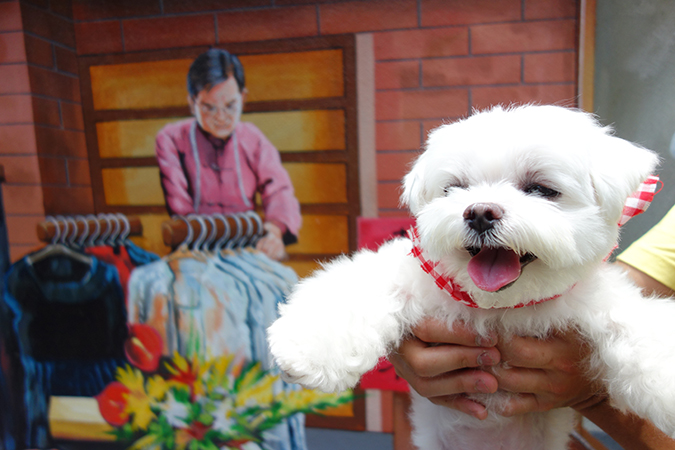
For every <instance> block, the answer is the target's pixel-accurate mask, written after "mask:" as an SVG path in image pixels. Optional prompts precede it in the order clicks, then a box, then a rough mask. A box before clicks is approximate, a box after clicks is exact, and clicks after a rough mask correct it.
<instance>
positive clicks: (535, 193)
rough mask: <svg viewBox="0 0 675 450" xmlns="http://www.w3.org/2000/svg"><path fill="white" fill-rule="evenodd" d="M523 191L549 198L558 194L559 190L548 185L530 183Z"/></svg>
mask: <svg viewBox="0 0 675 450" xmlns="http://www.w3.org/2000/svg"><path fill="white" fill-rule="evenodd" d="M523 192H525V193H526V194H528V195H538V196H540V197H544V198H547V199H550V200H553V199H554V198H557V197H559V196H560V192H558V191H556V190H555V189H552V188H550V187H547V186H544V185H543V184H538V183H531V184H528V185H527V186H525V187H524V188H523Z"/></svg>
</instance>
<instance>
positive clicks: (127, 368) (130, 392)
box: [117, 366, 168, 430]
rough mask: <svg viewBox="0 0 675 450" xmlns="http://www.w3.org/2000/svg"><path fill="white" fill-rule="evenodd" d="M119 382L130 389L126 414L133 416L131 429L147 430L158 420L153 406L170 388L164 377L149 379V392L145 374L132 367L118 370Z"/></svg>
mask: <svg viewBox="0 0 675 450" xmlns="http://www.w3.org/2000/svg"><path fill="white" fill-rule="evenodd" d="M117 380H118V381H119V382H120V383H122V384H124V385H125V386H126V387H127V388H129V391H130V392H129V394H128V395H127V405H126V408H125V412H127V413H129V414H131V415H132V419H131V427H132V429H134V430H146V429H147V428H148V425H150V422H152V420H153V419H155V418H156V416H155V413H153V412H152V409H151V406H153V405H155V404H156V403H157V402H158V401H159V400H161V399H162V398H164V395H165V394H166V391H167V389H168V386H167V384H166V382H165V381H164V379H162V377H160V376H158V375H155V376H154V377H152V378H150V379H148V382H147V390H146V382H145V378H144V377H143V373H142V372H141V371H140V370H138V369H134V368H132V367H130V366H127V367H126V368H122V367H119V368H118V369H117Z"/></svg>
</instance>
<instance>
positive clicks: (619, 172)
mask: <svg viewBox="0 0 675 450" xmlns="http://www.w3.org/2000/svg"><path fill="white" fill-rule="evenodd" d="M594 144H595V145H596V146H597V147H596V149H595V150H596V151H593V152H592V158H593V161H592V165H593V168H594V170H592V171H591V180H592V182H593V187H594V189H595V195H596V198H597V202H598V205H599V206H600V207H601V208H602V209H603V211H605V214H606V216H607V218H608V219H610V220H612V221H617V222H618V221H619V218H620V217H621V211H622V210H623V206H624V204H625V202H626V199H627V198H628V196H630V195H631V194H632V193H634V192H635V191H636V190H637V189H638V187H639V186H640V184H641V183H642V182H643V181H645V180H646V179H647V177H648V176H649V175H652V174H653V173H654V171H655V169H656V167H657V165H658V163H659V157H658V156H657V154H656V153H654V152H652V151H651V150H647V149H646V148H643V147H640V146H639V145H636V144H633V143H631V142H628V141H626V140H624V139H621V138H618V137H615V136H612V135H610V134H606V135H605V136H602V137H601V138H600V139H599V140H598V142H595V143H594Z"/></svg>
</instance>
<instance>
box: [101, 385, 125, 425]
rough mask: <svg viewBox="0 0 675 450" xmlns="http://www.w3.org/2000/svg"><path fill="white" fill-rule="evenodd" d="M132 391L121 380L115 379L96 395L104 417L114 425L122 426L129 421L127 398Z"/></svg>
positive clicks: (104, 417) (101, 412) (106, 421)
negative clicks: (129, 389)
mask: <svg viewBox="0 0 675 450" xmlns="http://www.w3.org/2000/svg"><path fill="white" fill-rule="evenodd" d="M130 392H131V391H130V390H129V388H128V387H126V386H125V385H124V384H122V383H120V382H119V381H113V382H112V383H110V384H108V386H106V388H105V389H104V390H103V391H102V392H101V393H100V394H99V395H97V396H96V401H97V402H98V409H99V411H100V412H101V416H102V417H103V419H104V420H105V421H106V422H108V423H109V424H110V425H112V426H114V427H121V426H122V425H124V424H125V423H127V422H128V421H129V413H128V412H127V410H126V408H127V398H128V397H129V393H130Z"/></svg>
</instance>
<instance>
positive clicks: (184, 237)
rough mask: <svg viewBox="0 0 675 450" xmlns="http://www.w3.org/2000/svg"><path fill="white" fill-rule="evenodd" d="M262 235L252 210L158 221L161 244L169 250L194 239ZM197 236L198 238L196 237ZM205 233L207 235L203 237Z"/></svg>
mask: <svg viewBox="0 0 675 450" xmlns="http://www.w3.org/2000/svg"><path fill="white" fill-rule="evenodd" d="M263 234H264V230H263V224H262V220H261V219H260V216H258V215H257V214H256V213H254V212H252V211H249V212H247V213H243V214H228V215H223V214H213V215H197V214H191V215H188V216H174V217H173V218H172V219H171V220H169V221H166V222H164V223H163V224H162V239H163V240H164V244H165V245H167V246H169V247H171V248H172V249H176V248H178V247H179V246H180V245H181V244H191V243H193V242H194V241H195V240H197V241H200V240H201V242H204V240H205V239H206V240H208V241H209V242H211V243H213V242H219V241H220V242H226V241H231V240H238V239H243V240H245V241H246V242H249V243H250V242H251V241H252V240H255V238H259V237H260V236H262V235H263ZM197 236H200V237H201V239H200V238H197ZM206 236H208V237H206Z"/></svg>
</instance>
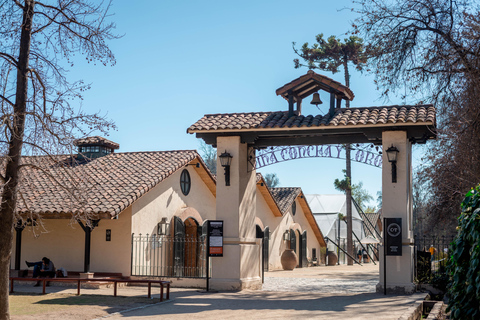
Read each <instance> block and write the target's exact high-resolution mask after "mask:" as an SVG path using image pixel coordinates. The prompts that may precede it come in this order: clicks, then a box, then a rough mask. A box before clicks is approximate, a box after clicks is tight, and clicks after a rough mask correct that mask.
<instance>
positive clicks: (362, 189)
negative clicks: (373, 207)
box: [333, 170, 376, 212]
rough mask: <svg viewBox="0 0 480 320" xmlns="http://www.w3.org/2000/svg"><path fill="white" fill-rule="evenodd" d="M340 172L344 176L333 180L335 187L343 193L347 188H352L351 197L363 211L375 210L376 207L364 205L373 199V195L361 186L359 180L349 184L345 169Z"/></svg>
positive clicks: (334, 185)
mask: <svg viewBox="0 0 480 320" xmlns="http://www.w3.org/2000/svg"><path fill="white" fill-rule="evenodd" d="M342 172H343V174H344V178H343V179H342V180H340V179H335V181H334V182H333V186H334V187H335V189H337V190H338V191H341V192H343V193H346V192H347V190H348V189H350V190H352V198H353V199H355V201H356V202H357V204H358V205H359V206H360V208H362V210H363V211H364V212H366V210H368V212H376V208H369V207H368V208H367V206H366V204H367V202H369V201H372V200H373V197H372V195H371V194H369V193H368V191H367V190H366V189H364V188H363V182H362V181H360V182H359V183H358V184H354V185H351V183H350V178H349V177H347V171H346V170H342Z"/></svg>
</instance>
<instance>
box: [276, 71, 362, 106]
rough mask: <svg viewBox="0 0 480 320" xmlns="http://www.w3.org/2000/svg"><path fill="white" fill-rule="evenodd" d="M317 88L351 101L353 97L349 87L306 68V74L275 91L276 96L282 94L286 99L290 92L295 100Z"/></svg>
mask: <svg viewBox="0 0 480 320" xmlns="http://www.w3.org/2000/svg"><path fill="white" fill-rule="evenodd" d="M318 90H324V91H327V92H330V93H333V94H335V96H336V97H337V99H343V100H349V101H352V100H353V98H354V97H355V95H354V94H353V92H352V90H350V88H348V87H346V86H344V85H343V84H341V83H340V82H337V81H335V80H333V79H330V78H328V77H326V76H322V75H321V74H318V73H315V72H314V71H312V70H308V72H307V74H305V75H303V76H301V77H299V78H297V79H295V80H293V81H291V82H289V83H287V84H286V85H284V86H283V87H280V88H278V89H277V91H276V93H277V96H282V97H284V98H285V99H286V100H288V96H289V95H290V94H291V95H292V96H293V97H294V100H295V101H297V99H300V100H301V99H304V98H305V97H308V96H309V95H311V94H312V93H314V92H317V91H318Z"/></svg>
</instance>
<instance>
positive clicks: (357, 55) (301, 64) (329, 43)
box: [293, 34, 370, 265]
mask: <svg viewBox="0 0 480 320" xmlns="http://www.w3.org/2000/svg"><path fill="white" fill-rule="evenodd" d="M316 40H317V42H316V43H314V44H313V45H312V46H311V47H310V46H309V44H308V43H304V44H303V46H302V48H301V49H300V50H297V49H296V48H295V42H294V43H293V50H294V51H295V53H296V54H297V55H298V56H300V58H302V59H303V60H304V61H305V62H307V64H306V65H304V64H302V63H301V62H300V60H299V59H294V60H293V62H294V63H295V68H300V67H302V66H303V67H305V66H307V67H308V68H309V69H319V70H324V71H330V72H332V73H337V72H339V67H340V66H342V67H343V74H344V77H345V85H346V86H347V87H350V73H349V70H348V65H349V63H350V64H353V65H354V66H355V68H356V69H357V70H358V71H362V70H363V69H364V68H365V66H366V64H367V60H368V56H369V54H370V48H369V47H368V46H364V44H363V39H361V38H359V37H357V36H355V35H352V36H350V37H349V38H347V39H344V41H343V42H342V41H341V40H340V39H338V38H337V37H335V36H330V37H328V39H327V40H325V39H324V38H323V34H319V35H317V37H316ZM345 105H346V107H347V108H349V107H350V101H349V100H347V101H346V103H345ZM344 147H345V158H346V162H345V168H346V179H348V184H350V182H351V180H352V161H351V157H350V154H351V150H352V148H351V146H350V144H349V143H347V144H345V146H344ZM345 181H347V180H345ZM344 192H345V195H346V201H347V220H346V221H347V251H348V253H349V255H350V256H354V252H353V251H354V248H353V239H352V233H353V229H352V224H353V222H352V189H351V187H350V186H349V187H348V188H345V189H344ZM350 256H349V257H348V258H347V264H348V265H353V259H352V258H350Z"/></svg>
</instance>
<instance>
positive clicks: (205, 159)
mask: <svg viewBox="0 0 480 320" xmlns="http://www.w3.org/2000/svg"><path fill="white" fill-rule="evenodd" d="M200 152H201V155H202V158H203V161H205V165H206V166H207V168H208V169H209V170H210V172H211V173H212V174H217V149H216V148H214V147H212V146H211V145H209V144H206V143H205V142H204V141H203V140H201V142H200Z"/></svg>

▶ [Directions for this task]: Show each line of the rows above that contains the string "negative".

▶ [Completed exercise]:
negative clicks: (129, 389)
negative clicks: (373, 207)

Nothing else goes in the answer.